--- START Document passage ---

Hecox v Little seeks to overturn a state law requiring students to compete in athletics based on their sex (Photo by Pexels)

Women’s Liberation Front (WoLF) has filed an Amicus Brief with the US Court of Appeals for the Ninth Circuit in the case of Hecox v Little. One of the plaintiffs in this case is Lindsay Hecox, a male student athlete at Boise State University, represented in part by the  American Civil Liberties Union (ACLU) to overturn Idaho’s Fairness in Women’s Sports Act so that he may compete on the BSU women’s track team.

Along with the state of Idaho (represented by Governor Brad Little), two female athletes have also joined in the case as Appellants in defense of the law. Madison Kenyon and Mary Kate Marshall, runners for Idaho State University, argue that the Fairness in Women’s Sports Act ensures that other young women and girls like them will be able to benefit from participation in competitive sports.

--- END Document passage ---

[Stated task 1] In the passage on Hecox v Little, which university do Madison Kenyon and Mary Kate Marshall run for?
[Stated task 2] Reproduce word for word the part of the passage on Hecox v Little between "Women’s Liberation Front" and "in competitive sports.", inclusive.

--- START Dataset extract ---

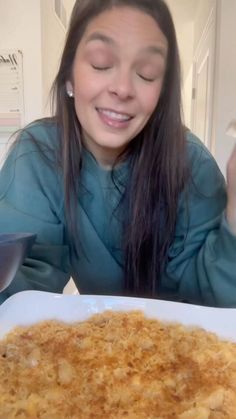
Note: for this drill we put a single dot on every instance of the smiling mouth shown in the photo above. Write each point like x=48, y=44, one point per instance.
x=114, y=116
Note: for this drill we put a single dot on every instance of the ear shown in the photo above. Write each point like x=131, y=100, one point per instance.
x=69, y=88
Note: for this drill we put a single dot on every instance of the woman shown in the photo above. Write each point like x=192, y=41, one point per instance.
x=122, y=197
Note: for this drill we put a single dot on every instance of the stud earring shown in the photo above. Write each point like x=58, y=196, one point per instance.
x=70, y=93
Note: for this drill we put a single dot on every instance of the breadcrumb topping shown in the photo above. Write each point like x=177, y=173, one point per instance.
x=116, y=365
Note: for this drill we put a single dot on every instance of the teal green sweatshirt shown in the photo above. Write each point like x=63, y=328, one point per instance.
x=201, y=264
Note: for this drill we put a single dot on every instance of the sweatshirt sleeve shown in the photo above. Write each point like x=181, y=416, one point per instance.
x=31, y=201
x=202, y=259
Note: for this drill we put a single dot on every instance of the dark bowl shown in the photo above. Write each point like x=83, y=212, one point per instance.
x=14, y=248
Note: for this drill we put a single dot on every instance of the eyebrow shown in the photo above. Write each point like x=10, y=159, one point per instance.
x=98, y=36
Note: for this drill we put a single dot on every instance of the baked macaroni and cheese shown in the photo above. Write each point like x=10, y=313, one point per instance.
x=116, y=365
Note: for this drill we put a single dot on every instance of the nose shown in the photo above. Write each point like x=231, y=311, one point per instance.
x=122, y=84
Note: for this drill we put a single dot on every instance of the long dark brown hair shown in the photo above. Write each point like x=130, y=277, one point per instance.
x=157, y=155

--- END Dataset extract ---

[Task output 1] Idaho State University

[Task output 2]
Women’s Liberation Front (WoLF) has filed an Amicus Brief with the US Court of Appeals for the Ninth Circuit in the case of Hecox v Little. One of the plaintiffs in this case is Lindsay Hecox, a male student athlete at Boise State University, represented in part by the  American Civil Liberties Union (ACLU) to overturn Idaho’s Fairness in Women’s Sports Act so that he may compete on the BSU women’s track team.

Along with the state of Idaho (represented by Governor Brad Little), two female athletes have also joined in the case as Appellants in defense of the law. Madison Kenyon and Mary Kate Marshall, runners for Idaho State University, argue that the Fairness in Women’s Sports Act ensures that other young women and girls like them will be able to benefit from participation in competitive sports.